▸ **DATA**:
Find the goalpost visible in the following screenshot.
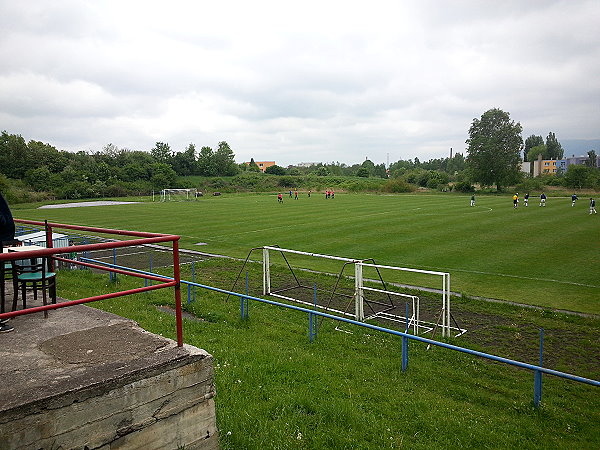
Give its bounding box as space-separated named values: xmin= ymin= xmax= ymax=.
xmin=252 ymin=246 xmax=463 ymax=337
xmin=159 ymin=188 xmax=198 ymax=202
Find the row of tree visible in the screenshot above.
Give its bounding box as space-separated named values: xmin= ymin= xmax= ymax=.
xmin=1 ymin=108 xmax=598 ymax=201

▸ **WORK INSTRUCTION**:
Only the text of the listing above is wanted, transcribed exactly, without its images.

▸ **ANSWER SECTION**:
Find the goalpost visible in the following screenshot.
Give its bounding box as space-separated named values: xmin= ymin= xmax= ymax=.
xmin=252 ymin=246 xmax=463 ymax=337
xmin=159 ymin=188 xmax=198 ymax=202
Find the row of tree visible in the screenshot above.
Give its bounding box as space-separated named values: xmin= ymin= xmax= ymax=.
xmin=1 ymin=108 xmax=598 ymax=201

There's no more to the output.